▸ What this exercise asks
1. Retype the passage on Hermes and Moses between "His was not" and "that of Moses.", inclusive.
2. Decide whether each statement agrees with the passage on Hermes and Moses. Answer yes or no for each, and quote the passage's deciding words exactly. (a) The wisdom of Moses and the wisdom of Hermes both proceeded from Zarathustra. (b) The teaching of Hermes includes wisdom about the development of the Earth after its separation from the Sun. (c) Moses came in contact with the Hermes-wisdom during his initiation in Egypt.

[Text excerpt start]

His was not that wisdom which looks up to the Sun asking:
“Does not everything come forth from the Being of the
Sun?”; but he was the recipient of a contrasting
knowledge, the wisdom that understood earthly things, things
that had become dense and fixed, and appeared old, though not
degenerate — Earth-wisdom in contrast to direct
Sun-wisdom. Earth-wisdom was indirect Sun-wisdom. It derived
its life from the Sun, yet was of the Earth. Moses declared
the mystery of the Earth's origin, of the formation of
the solid Earth after the withdrawal of the Sun, and told how
man evolved on it. This is revealed to our inward, not our
outward, vision; and now we see how and why the teaching of
Hermes presents such a vivid contrast to that of Moses.
There are
certain people to-day who consider all such problems on the
principle that in the night all cows are grey. They can only
see resemblances, and are enchanted when, for instance, some
likeness between the Hermetic and Mosaic teachings is
discovered; here they find a trinity, there a trinity, there
a quaternary, and here a quaternary. This leads nowhere. It
is like someone training a botanist by pointing out the
likeness between a rose and a carnation, but omitting the
differences. Through Spiritual Science we learn in what way
both beings and forms of knowledge differ. The wisdom of
Moses was quite different from that of Hermes, even though
both proceeded from Zarathustra. As unity divides and
manifests itself in various ways, so Zarathustra imparted to
his two pupils revelations of a very different kind.
When we are
steeped in the influences streaming from the wisdom of
Hermes, we become aware of all that fills the world with
Light, of the origin of the world, and how this was affected
by the Light; but we do not learn from him how, in all
development, the earlier influences the later; how this
brings about strife between past and present, and the
opposition of Light to Darkness. Earthly wisdom, the wisdom
concerning the development of the Earth and of man after the
separation from the Sun, is nowhere to be found in the
teaching of Hermes. But it was the special mission of Moses
to make the development of the Earth, after its separation
from the Sun, comprehensible to man. Hermes brought us
Sun-wisdom; Moses Earth-wisdom. Moses, with his Zarathustrian
inheritance, taught of the dawn of earthly existence and of
the earthly evolution of man. He starts from the things of
earth, but these earthly things, though separated from the
sun, still contained, if weakened, something of the nature of
the sun. Therefore the Earth-wisdom of Moses had to encounter
the Sun-wisdom of Hermes in concrete existence. These two
streams of wisdom had to meet. This is shown most wonderfully
in the initiation of Moses in Egypt, where he came in contact
with the Hermes-wisdom. In the birth of Moses in Egypt, in
the sojourning of his people there, in the conflict between
them and the Egyptians, who were the people of Hermes, is
seen the reflection in external life of the clashing of the
Earth-wisdom with the Sun-wisdom. Both had originated with
Zarathustra, and though they followed entirely different
courses of evolution they had to work together and to
coincide.

[Text excerpt end]
[Extracted entries start]

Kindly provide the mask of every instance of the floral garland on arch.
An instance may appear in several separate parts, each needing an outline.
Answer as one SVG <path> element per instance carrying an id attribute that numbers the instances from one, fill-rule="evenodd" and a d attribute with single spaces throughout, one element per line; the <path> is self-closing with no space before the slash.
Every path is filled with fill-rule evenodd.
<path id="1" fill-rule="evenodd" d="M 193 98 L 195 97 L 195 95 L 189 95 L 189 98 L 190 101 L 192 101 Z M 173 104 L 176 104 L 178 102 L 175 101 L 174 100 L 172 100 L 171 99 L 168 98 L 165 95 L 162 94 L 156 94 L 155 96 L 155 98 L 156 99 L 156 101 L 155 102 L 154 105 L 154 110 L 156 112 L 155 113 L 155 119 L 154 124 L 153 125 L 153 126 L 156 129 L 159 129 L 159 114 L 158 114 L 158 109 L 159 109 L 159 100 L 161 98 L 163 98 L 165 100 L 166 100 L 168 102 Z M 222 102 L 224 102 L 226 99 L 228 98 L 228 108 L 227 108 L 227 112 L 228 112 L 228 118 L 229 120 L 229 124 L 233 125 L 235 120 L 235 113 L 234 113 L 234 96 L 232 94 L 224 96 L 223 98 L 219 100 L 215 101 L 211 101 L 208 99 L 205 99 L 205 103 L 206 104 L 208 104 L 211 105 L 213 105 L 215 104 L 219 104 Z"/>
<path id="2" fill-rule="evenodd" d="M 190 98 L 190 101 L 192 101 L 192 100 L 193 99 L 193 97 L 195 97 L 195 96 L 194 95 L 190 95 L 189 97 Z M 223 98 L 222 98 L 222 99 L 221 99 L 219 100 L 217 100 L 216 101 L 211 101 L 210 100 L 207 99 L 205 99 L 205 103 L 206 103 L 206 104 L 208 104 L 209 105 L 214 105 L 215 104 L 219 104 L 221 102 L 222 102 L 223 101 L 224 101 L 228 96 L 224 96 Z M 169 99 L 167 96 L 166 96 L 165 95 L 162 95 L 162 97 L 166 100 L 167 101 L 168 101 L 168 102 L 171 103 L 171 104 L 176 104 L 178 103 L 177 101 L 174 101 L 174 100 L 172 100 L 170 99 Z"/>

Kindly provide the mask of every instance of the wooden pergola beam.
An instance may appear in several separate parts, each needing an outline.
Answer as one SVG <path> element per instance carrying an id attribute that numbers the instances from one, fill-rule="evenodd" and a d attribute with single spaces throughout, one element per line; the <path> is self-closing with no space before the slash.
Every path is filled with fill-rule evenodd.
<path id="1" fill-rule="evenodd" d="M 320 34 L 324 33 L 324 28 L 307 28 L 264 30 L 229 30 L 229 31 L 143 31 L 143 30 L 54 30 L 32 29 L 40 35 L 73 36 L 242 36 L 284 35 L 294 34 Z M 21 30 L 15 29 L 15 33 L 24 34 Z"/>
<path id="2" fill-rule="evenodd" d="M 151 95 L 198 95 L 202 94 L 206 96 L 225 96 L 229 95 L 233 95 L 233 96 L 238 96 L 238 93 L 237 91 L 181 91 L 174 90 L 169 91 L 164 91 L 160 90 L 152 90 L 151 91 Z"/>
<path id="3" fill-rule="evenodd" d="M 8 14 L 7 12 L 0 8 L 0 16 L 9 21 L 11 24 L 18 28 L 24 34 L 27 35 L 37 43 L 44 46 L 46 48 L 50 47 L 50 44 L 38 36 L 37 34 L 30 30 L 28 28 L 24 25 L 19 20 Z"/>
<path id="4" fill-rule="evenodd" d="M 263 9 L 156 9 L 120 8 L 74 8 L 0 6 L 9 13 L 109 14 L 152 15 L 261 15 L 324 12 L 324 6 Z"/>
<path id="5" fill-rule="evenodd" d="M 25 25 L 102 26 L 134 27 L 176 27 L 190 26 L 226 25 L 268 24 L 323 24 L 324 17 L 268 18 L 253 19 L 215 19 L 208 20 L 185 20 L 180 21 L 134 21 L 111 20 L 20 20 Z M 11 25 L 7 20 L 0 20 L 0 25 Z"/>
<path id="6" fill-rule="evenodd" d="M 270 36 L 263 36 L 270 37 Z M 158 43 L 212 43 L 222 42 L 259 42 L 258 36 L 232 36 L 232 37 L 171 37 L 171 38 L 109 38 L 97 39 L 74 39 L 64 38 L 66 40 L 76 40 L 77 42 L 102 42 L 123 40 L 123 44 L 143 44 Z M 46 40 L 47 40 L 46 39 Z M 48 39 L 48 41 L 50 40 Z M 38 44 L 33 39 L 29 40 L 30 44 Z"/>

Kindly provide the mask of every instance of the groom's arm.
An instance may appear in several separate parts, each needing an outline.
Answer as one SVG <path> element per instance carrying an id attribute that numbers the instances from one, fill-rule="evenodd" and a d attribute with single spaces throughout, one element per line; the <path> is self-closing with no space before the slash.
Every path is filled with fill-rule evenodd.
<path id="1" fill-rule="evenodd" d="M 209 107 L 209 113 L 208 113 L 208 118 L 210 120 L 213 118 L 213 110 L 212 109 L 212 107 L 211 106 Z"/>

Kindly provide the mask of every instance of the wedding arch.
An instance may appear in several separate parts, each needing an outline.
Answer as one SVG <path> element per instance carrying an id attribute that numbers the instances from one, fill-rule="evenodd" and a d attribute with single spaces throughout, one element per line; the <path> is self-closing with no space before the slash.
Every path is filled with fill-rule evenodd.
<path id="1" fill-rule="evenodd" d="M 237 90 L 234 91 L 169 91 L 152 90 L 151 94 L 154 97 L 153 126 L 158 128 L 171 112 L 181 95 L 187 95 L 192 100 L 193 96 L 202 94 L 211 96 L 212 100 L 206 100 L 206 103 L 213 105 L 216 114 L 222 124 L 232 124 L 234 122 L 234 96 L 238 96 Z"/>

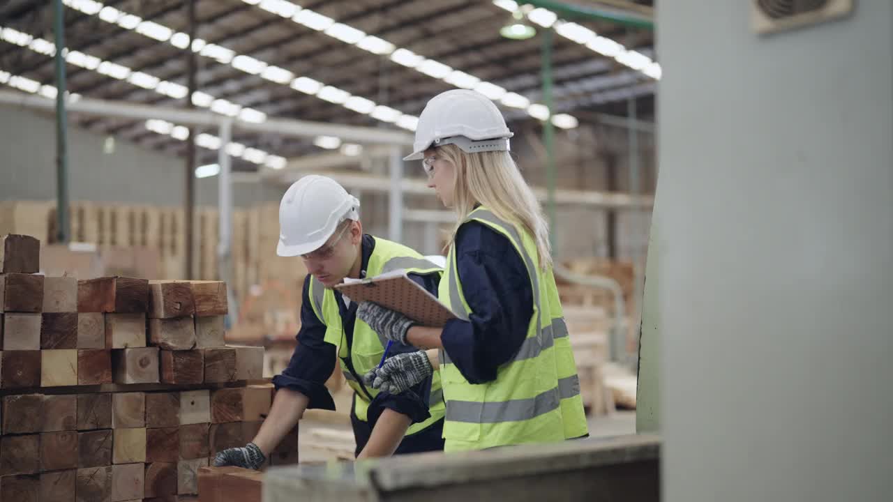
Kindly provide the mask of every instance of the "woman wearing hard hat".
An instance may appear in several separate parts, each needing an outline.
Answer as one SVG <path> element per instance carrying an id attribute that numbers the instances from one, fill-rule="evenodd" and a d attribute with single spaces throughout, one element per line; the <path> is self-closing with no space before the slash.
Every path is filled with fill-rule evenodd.
<path id="1" fill-rule="evenodd" d="M 428 102 L 405 160 L 421 160 L 429 187 L 458 216 L 438 294 L 458 319 L 440 329 L 371 303 L 357 313 L 388 339 L 439 349 L 439 372 L 438 361 L 418 364 L 430 360 L 419 351 L 367 380 L 398 392 L 439 372 L 446 451 L 588 434 L 546 221 L 509 154 L 512 136 L 479 93 L 451 90 Z"/>
<path id="2" fill-rule="evenodd" d="M 214 465 L 257 469 L 308 408 L 333 410 L 325 387 L 338 360 L 355 390 L 351 423 L 358 458 L 443 449 L 440 379 L 420 379 L 399 394 L 365 385 L 362 376 L 381 361 L 387 339 L 356 319 L 357 305 L 331 288 L 345 278 L 405 270 L 437 293 L 441 268 L 416 251 L 363 233 L 360 202 L 334 180 L 305 176 L 280 204 L 280 256 L 300 256 L 310 272 L 304 282 L 301 329 L 288 367 L 273 378 L 276 397 L 255 439 L 224 450 Z M 388 356 L 415 352 L 392 344 Z"/>

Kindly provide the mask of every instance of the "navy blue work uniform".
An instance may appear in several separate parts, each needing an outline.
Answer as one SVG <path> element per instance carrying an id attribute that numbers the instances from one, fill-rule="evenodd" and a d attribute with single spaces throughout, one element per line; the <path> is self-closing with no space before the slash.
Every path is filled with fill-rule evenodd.
<path id="1" fill-rule="evenodd" d="M 361 246 L 362 262 L 361 270 L 365 275 L 365 270 L 369 264 L 369 256 L 375 248 L 375 238 L 371 235 L 363 236 Z M 338 354 L 337 347 L 326 343 L 324 340 L 326 325 L 316 316 L 313 307 L 311 305 L 310 295 L 310 275 L 304 280 L 304 295 L 301 305 L 301 329 L 297 332 L 297 347 L 292 354 L 288 366 L 281 374 L 273 377 L 272 382 L 276 389 L 286 388 L 304 394 L 309 399 L 308 409 L 319 408 L 324 410 L 334 410 L 335 401 L 331 394 L 325 387 L 325 382 L 331 376 L 335 370 L 335 364 Z M 438 294 L 438 285 L 439 283 L 438 274 L 420 275 L 410 273 L 410 279 L 425 288 L 433 295 Z M 349 306 L 345 305 L 341 294 L 335 291 L 335 297 L 338 300 L 338 311 L 344 326 L 345 337 L 347 347 L 350 347 L 354 339 L 354 323 L 356 320 L 355 302 L 351 302 Z M 388 356 L 405 352 L 415 352 L 418 348 L 400 343 L 395 343 L 388 351 Z M 361 377 L 363 375 L 360 375 Z M 399 395 L 392 395 L 388 392 L 380 392 L 370 403 L 368 411 L 368 422 L 363 422 L 356 417 L 351 406 L 350 419 L 354 429 L 354 437 L 356 439 L 356 451 L 359 455 L 369 441 L 375 422 L 380 416 L 381 412 L 386 408 L 392 409 L 397 413 L 410 417 L 413 423 L 423 422 L 430 415 L 428 413 L 428 397 L 430 393 L 431 379 L 426 379 L 418 385 L 411 388 L 412 392 L 404 392 Z M 354 400 L 351 399 L 353 403 Z M 441 451 L 444 448 L 443 420 L 439 420 L 430 427 L 420 431 L 415 434 L 405 436 L 397 447 L 396 454 L 418 453 L 423 451 Z"/>

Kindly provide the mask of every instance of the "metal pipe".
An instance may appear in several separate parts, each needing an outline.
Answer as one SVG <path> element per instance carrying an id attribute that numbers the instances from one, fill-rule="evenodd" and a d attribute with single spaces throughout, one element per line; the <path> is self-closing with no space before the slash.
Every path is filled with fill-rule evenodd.
<path id="1" fill-rule="evenodd" d="M 52 109 L 52 101 L 31 94 L 0 91 L 0 104 L 28 108 Z M 246 122 L 203 110 L 183 110 L 134 105 L 123 101 L 109 101 L 81 97 L 68 103 L 71 113 L 121 117 L 124 119 L 160 119 L 182 125 L 216 127 L 230 121 L 233 129 L 253 132 L 269 132 L 281 136 L 315 138 L 321 135 L 337 136 L 345 142 L 379 143 L 383 145 L 412 146 L 413 135 L 398 130 L 371 127 L 348 126 L 293 119 L 267 119 L 262 123 Z"/>
<path id="2" fill-rule="evenodd" d="M 71 226 L 68 213 L 68 116 L 65 113 L 65 10 L 62 0 L 53 2 L 53 31 L 55 37 L 55 125 L 56 125 L 56 240 L 68 244 Z"/>
<path id="3" fill-rule="evenodd" d="M 196 0 L 188 0 L 187 6 L 187 26 L 189 30 L 189 40 L 196 38 Z M 187 88 L 188 93 L 186 96 L 186 107 L 189 110 L 196 107 L 192 104 L 192 95 L 196 92 L 196 53 L 188 51 L 186 55 L 187 66 Z M 221 148 L 222 149 L 222 148 Z M 192 270 L 192 259 L 195 253 L 195 222 L 196 222 L 196 128 L 189 126 L 189 140 L 186 145 L 186 193 L 183 197 L 183 211 L 186 224 L 184 231 L 188 243 L 186 247 L 186 277 L 194 279 Z"/>
<path id="4" fill-rule="evenodd" d="M 641 28 L 645 29 L 654 29 L 655 22 L 653 18 L 649 18 L 639 13 L 630 11 L 621 11 L 619 9 L 610 9 L 605 7 L 576 5 L 556 2 L 555 0 L 522 0 L 520 4 L 529 4 L 535 7 L 548 9 L 558 15 L 587 19 L 593 21 L 608 21 L 615 24 L 629 26 L 631 28 Z"/>
<path id="5" fill-rule="evenodd" d="M 388 202 L 388 235 L 395 242 L 403 240 L 403 155 L 399 146 L 391 146 L 388 162 L 390 189 Z"/>
<path id="6" fill-rule="evenodd" d="M 542 38 L 542 59 L 540 61 L 543 79 L 543 101 L 547 108 L 546 122 L 543 124 L 543 144 L 546 146 L 546 183 L 547 183 L 547 213 L 549 218 L 549 244 L 552 253 L 556 247 L 555 234 L 558 232 L 557 218 L 555 216 L 555 124 L 552 123 L 552 29 L 547 29 Z"/>
<path id="7" fill-rule="evenodd" d="M 574 273 L 560 264 L 553 265 L 553 272 L 555 277 L 567 280 L 572 284 L 611 291 L 614 301 L 614 322 L 608 337 L 608 354 L 612 361 L 625 364 L 627 363 L 625 356 L 626 337 L 624 336 L 626 302 L 623 301 L 623 289 L 620 287 L 620 283 L 605 275 L 580 275 Z"/>
<path id="8" fill-rule="evenodd" d="M 232 124 L 224 121 L 220 127 L 221 143 L 227 145 L 232 139 Z M 227 298 L 230 319 L 238 319 L 236 301 L 230 286 L 230 257 L 232 243 L 232 179 L 231 159 L 226 148 L 217 150 L 217 163 L 220 165 L 220 175 L 217 177 L 217 213 L 219 214 L 219 238 L 217 244 L 217 267 L 220 280 L 226 282 Z M 211 243 L 205 243 L 209 245 Z"/>

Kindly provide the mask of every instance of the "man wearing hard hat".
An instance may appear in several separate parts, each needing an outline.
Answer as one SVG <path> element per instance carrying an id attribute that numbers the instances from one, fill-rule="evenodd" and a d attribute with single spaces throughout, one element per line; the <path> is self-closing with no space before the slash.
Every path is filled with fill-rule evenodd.
<path id="1" fill-rule="evenodd" d="M 305 409 L 334 410 L 324 384 L 336 360 L 355 391 L 350 414 L 357 458 L 443 449 L 439 376 L 399 395 L 363 383 L 363 376 L 381 361 L 388 340 L 356 317 L 355 303 L 332 289 L 345 278 L 402 269 L 437 294 L 441 269 L 405 246 L 363 234 L 359 208 L 356 197 L 324 176 L 302 178 L 282 197 L 276 252 L 300 256 L 310 272 L 304 281 L 297 347 L 288 367 L 273 378 L 276 397 L 257 435 L 243 448 L 218 454 L 215 465 L 257 469 Z M 387 356 L 416 350 L 393 344 Z"/>

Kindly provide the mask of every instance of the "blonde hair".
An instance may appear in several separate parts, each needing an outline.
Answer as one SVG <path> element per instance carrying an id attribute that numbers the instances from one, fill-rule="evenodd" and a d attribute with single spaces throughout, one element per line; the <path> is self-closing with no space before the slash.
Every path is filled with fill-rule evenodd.
<path id="1" fill-rule="evenodd" d="M 548 224 L 542 207 L 508 152 L 467 154 L 455 145 L 444 145 L 437 148 L 437 153 L 455 171 L 453 207 L 459 219 L 447 246 L 455 241 L 465 216 L 480 204 L 499 219 L 530 232 L 540 268 L 545 270 L 552 264 Z"/>

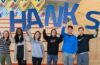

[Extracted entries end]

▸ Solutions to each task
1.
His was not that wisdom which looks up to the Sun asking:
“Does not everything come forth from the Being of the
Sun?”; but he was the recipient of a contrasting
knowledge, the wisdom that understood earthly things, things
that had become dense and fixed, and appeared old, though not
degenerate — Earth-wisdom in contrast to direct
Sun-wisdom. Earth-wisdom was indirect Sun-wisdom. It derived
its life from the Sun, yet was of the Earth. Moses declared
the mystery of the Earth's origin, of the formation of
the solid Earth after the withdrawal of the Sun, and told how
man evolved on it. This is revealed to our inward, not our
outward, vision; and now we see how and why the teaching of
Hermes presents such a vivid contrast to that of Moses.

2.
(a) Yes: "both proceeded from Zarathustra."
(b) No: "Earthly wisdom, the wisdom concerning the development of the Earth and of man after the separation from the Sun, is nowhere to be found in the teaching of Hermes."
(c) Yes: "in the initiation of Moses in Egypt, where he came in contact with the Hermes-wisdom."